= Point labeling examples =
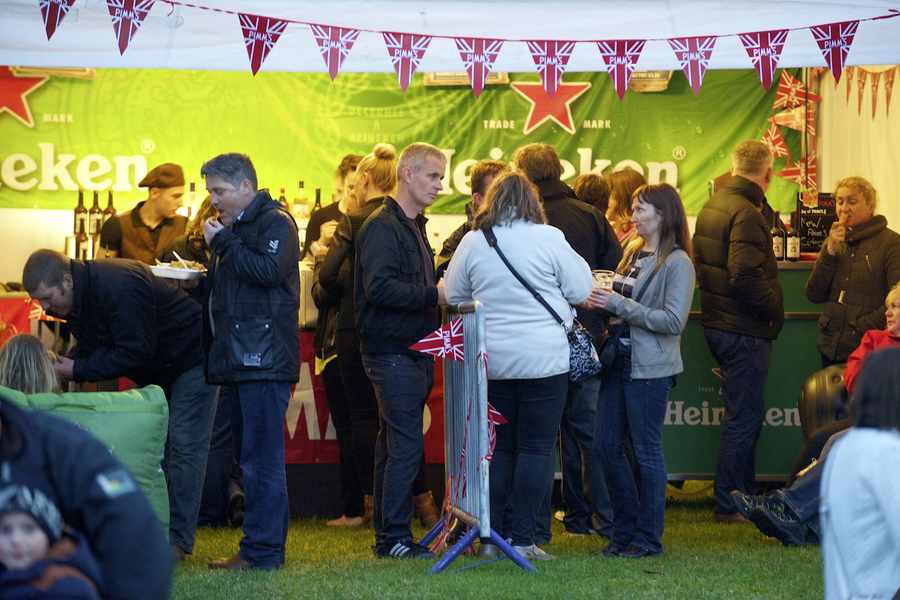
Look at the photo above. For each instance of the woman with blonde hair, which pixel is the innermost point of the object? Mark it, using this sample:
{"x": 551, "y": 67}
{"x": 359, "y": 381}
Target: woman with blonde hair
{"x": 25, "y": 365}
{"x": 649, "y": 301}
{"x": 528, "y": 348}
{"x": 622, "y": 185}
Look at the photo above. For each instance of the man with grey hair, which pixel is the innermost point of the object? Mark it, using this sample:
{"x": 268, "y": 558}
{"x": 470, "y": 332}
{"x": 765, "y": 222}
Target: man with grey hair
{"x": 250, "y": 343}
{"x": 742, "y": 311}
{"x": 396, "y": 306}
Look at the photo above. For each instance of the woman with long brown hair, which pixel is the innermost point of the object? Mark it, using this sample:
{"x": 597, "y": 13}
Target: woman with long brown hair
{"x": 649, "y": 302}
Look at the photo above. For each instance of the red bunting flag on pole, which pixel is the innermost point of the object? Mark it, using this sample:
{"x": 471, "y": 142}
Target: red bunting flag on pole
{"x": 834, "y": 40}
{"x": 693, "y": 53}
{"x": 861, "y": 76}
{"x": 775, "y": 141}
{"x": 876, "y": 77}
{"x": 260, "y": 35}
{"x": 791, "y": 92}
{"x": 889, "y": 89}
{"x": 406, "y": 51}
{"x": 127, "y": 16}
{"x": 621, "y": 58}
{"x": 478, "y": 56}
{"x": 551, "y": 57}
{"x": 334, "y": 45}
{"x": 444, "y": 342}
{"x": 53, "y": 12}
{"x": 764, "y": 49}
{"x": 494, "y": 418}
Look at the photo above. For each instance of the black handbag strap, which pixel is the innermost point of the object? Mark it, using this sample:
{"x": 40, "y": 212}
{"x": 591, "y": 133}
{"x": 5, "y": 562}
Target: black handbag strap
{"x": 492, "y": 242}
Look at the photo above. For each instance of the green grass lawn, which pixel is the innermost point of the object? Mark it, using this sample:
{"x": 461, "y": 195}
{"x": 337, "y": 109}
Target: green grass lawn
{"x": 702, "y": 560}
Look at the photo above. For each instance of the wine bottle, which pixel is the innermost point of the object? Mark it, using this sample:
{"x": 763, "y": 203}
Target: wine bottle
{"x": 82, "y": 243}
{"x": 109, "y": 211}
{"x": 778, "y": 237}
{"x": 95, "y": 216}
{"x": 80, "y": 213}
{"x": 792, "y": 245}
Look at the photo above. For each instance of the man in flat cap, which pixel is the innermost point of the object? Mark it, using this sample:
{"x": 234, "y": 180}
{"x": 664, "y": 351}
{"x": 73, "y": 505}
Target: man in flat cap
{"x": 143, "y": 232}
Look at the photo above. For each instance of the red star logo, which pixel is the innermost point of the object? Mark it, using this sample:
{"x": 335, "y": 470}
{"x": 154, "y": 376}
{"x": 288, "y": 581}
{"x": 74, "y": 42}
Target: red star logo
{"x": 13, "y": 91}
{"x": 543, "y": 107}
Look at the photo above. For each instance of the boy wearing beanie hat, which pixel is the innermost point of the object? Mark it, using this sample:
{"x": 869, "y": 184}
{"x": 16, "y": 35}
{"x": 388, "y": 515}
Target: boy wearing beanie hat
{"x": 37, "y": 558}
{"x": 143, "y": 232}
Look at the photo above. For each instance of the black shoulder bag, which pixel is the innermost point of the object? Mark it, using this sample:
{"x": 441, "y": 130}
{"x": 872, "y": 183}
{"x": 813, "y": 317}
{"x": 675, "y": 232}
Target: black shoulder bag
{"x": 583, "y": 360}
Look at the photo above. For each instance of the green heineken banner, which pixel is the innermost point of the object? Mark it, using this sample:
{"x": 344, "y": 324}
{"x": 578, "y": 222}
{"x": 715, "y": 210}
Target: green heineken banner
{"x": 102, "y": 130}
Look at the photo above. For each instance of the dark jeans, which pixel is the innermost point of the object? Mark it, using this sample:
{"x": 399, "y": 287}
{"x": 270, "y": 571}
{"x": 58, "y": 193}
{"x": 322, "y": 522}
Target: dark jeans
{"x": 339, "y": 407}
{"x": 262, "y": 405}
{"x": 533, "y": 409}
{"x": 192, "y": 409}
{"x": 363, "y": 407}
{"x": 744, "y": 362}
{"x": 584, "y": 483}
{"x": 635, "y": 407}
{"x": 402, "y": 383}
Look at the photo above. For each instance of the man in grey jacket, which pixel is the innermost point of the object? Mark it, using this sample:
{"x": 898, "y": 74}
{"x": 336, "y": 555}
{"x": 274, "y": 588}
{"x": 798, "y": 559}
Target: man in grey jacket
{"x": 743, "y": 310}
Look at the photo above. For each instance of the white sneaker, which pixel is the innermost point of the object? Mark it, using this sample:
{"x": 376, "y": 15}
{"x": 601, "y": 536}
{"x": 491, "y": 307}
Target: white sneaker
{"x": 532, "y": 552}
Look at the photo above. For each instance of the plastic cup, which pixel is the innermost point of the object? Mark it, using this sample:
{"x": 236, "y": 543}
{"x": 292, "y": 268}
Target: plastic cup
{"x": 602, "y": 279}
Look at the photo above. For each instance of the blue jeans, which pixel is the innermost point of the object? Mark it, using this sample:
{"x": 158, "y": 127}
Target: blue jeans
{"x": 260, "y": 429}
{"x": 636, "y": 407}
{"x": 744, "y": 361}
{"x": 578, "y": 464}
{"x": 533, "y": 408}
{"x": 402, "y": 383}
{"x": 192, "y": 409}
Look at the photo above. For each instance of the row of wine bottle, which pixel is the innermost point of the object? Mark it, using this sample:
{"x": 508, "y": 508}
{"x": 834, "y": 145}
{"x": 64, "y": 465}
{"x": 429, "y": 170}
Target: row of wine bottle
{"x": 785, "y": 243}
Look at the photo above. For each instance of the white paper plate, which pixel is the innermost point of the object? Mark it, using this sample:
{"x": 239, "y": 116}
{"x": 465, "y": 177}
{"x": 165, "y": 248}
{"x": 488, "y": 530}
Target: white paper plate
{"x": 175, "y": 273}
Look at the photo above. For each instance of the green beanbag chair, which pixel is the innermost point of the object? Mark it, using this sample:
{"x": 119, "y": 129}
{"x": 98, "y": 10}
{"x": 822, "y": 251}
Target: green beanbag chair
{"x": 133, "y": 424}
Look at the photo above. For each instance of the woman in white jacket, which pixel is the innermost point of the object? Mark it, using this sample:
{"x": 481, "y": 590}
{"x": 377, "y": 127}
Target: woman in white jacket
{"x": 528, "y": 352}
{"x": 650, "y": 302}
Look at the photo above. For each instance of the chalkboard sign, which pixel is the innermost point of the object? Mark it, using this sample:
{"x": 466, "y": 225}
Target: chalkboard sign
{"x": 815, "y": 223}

= Exercise instructions =
Leave out the pictures and give the rest of the records again exactly.

= Task solution =
Look at the photo above. For each instance of the woman with blonde hair, which pixel is the innermost point of the object? Mark it, using this sample:
{"x": 551, "y": 67}
{"x": 359, "y": 381}
Target: woman with blonde hair
{"x": 25, "y": 365}
{"x": 649, "y": 301}
{"x": 528, "y": 348}
{"x": 622, "y": 185}
Look at the photo above. For each instance of the man with grey hair, which pixel is the innermost point of the object? Mark it, using this sample:
{"x": 268, "y": 558}
{"x": 470, "y": 332}
{"x": 765, "y": 222}
Target: man with grey hair
{"x": 250, "y": 343}
{"x": 742, "y": 311}
{"x": 396, "y": 306}
Look at the photo above. For each instance of the woman with long brown hair, which pixel is the innermost point of the object? Mark it, using this sample:
{"x": 597, "y": 13}
Target: woman with long brown hair
{"x": 649, "y": 302}
Look at the photo above. For each instance of the red bunting flag on pole, which pixel is the innermost point of the object? Mark it, using this sample:
{"x": 471, "y": 142}
Target: red bunting flag on pole
{"x": 834, "y": 40}
{"x": 693, "y": 53}
{"x": 861, "y": 76}
{"x": 775, "y": 141}
{"x": 876, "y": 77}
{"x": 260, "y": 35}
{"x": 791, "y": 92}
{"x": 889, "y": 89}
{"x": 406, "y": 51}
{"x": 127, "y": 16}
{"x": 621, "y": 58}
{"x": 478, "y": 56}
{"x": 551, "y": 57}
{"x": 334, "y": 45}
{"x": 444, "y": 342}
{"x": 53, "y": 12}
{"x": 764, "y": 49}
{"x": 494, "y": 418}
Look at the photo above. For each instance of the black handbag strap, which pixel is the innermost point of the object? Mark it, using this sample:
{"x": 40, "y": 212}
{"x": 591, "y": 133}
{"x": 5, "y": 562}
Target: black handbag strap
{"x": 492, "y": 242}
Look at the photo above. For each instance of the green grass lawn, which pixel is the innermost point of the object? Mark it, using this sample:
{"x": 461, "y": 195}
{"x": 337, "y": 109}
Target: green grass lawn
{"x": 702, "y": 560}
Look at the photo above. For each instance of the wine bottle, which pixel is the innermost point of the object? Mark it, using this sample:
{"x": 763, "y": 203}
Target: wine bottle
{"x": 82, "y": 243}
{"x": 109, "y": 211}
{"x": 778, "y": 237}
{"x": 95, "y": 216}
{"x": 80, "y": 213}
{"x": 792, "y": 245}
Look at the photo above. For each instance of the man in flat cap, which pixel is the innermost point of the object? Mark it, using this sample:
{"x": 234, "y": 180}
{"x": 664, "y": 351}
{"x": 73, "y": 505}
Target: man in flat cap
{"x": 143, "y": 232}
Look at the photo above. For each instance of the red star logo, which pixel is the innermost point of the object? Mark it, using this sample:
{"x": 335, "y": 470}
{"x": 154, "y": 376}
{"x": 288, "y": 581}
{"x": 74, "y": 42}
Target: red star logo
{"x": 13, "y": 91}
{"x": 543, "y": 107}
Look at the photo above. For each instance of the boy wearing beanie hat, which pixel is the innermost point of the object? Mark it, using this sample:
{"x": 869, "y": 184}
{"x": 16, "y": 35}
{"x": 388, "y": 515}
Target: boy wearing beanie hat
{"x": 37, "y": 558}
{"x": 143, "y": 232}
Look at the photo above. For each instance of the black shoulder bag, which pixel is the innermost point of the object? Mark it, using this sample:
{"x": 441, "y": 130}
{"x": 872, "y": 183}
{"x": 813, "y": 317}
{"x": 675, "y": 232}
Target: black shoulder bag
{"x": 583, "y": 360}
Look at the photo above. For each instance of the green heineken banner, which pixel is the innermost point of the object? Mark it, using this sample:
{"x": 344, "y": 324}
{"x": 578, "y": 222}
{"x": 715, "y": 210}
Target: green heineken banner
{"x": 102, "y": 130}
Look at the photo above. For each instance of the dark jeans, which pixel is the innermost point of the object? Mark it, using this sample:
{"x": 399, "y": 287}
{"x": 270, "y": 571}
{"x": 58, "y": 193}
{"x": 322, "y": 522}
Target: dark jeans
{"x": 339, "y": 407}
{"x": 262, "y": 405}
{"x": 533, "y": 409}
{"x": 192, "y": 409}
{"x": 363, "y": 407}
{"x": 744, "y": 362}
{"x": 584, "y": 483}
{"x": 635, "y": 407}
{"x": 402, "y": 383}
Look at the photo above. For each instance of the man in grey jacket, which pixel is the innermost point of the object? Mark it, using this sample:
{"x": 898, "y": 74}
{"x": 336, "y": 555}
{"x": 274, "y": 588}
{"x": 798, "y": 559}
Target: man in grey jacket
{"x": 743, "y": 310}
Look at the photo above. For each instance of the white sneaker, which pixel is the innermost point of the object? Mark it, using this sample:
{"x": 376, "y": 15}
{"x": 601, "y": 536}
{"x": 491, "y": 307}
Target: white sneaker
{"x": 532, "y": 552}
Look at the photo above. For each instance of the plastic cup, which pixel is the innermost point of the object? Mark it, using this sample:
{"x": 236, "y": 543}
{"x": 292, "y": 268}
Target: plastic cup
{"x": 602, "y": 279}
Look at the photo above. For each instance of the blue jeans, which pixel is the innermost point of the object? Mark it, using this sample:
{"x": 158, "y": 127}
Target: blue jeans
{"x": 260, "y": 429}
{"x": 636, "y": 407}
{"x": 744, "y": 361}
{"x": 578, "y": 464}
{"x": 533, "y": 408}
{"x": 402, "y": 383}
{"x": 192, "y": 409}
Look at the photo above. For each instance of the row of wine bottle, which pixel is the innermost point of the object? Mark it, using this sample:
{"x": 508, "y": 508}
{"x": 834, "y": 145}
{"x": 64, "y": 465}
{"x": 429, "y": 170}
Target: row of wine bottle
{"x": 785, "y": 243}
Look at the photo above. For each instance of the white paper plate, which pixel is the innermost point of the object? Mark it, using this sample:
{"x": 239, "y": 116}
{"x": 465, "y": 177}
{"x": 165, "y": 248}
{"x": 488, "y": 530}
Target: white paper plate
{"x": 175, "y": 273}
Look at the photo above. For each instance of the green beanbag chair, which pixel is the innermost point of the object? Mark it, using this sample:
{"x": 119, "y": 129}
{"x": 98, "y": 10}
{"x": 822, "y": 251}
Target: green beanbag chair
{"x": 133, "y": 424}
Look at the photo above. For each instance of the woman in white jacket, which pixel is the innermost point of the object? Mark it, using this sample:
{"x": 481, "y": 590}
{"x": 377, "y": 127}
Target: woman in white jacket
{"x": 528, "y": 352}
{"x": 650, "y": 302}
Look at the photo above. For each instance of the chalkboard sign, which pixel is the innermost point of the object? Mark it, using this sample:
{"x": 466, "y": 225}
Target: chalkboard sign
{"x": 815, "y": 223}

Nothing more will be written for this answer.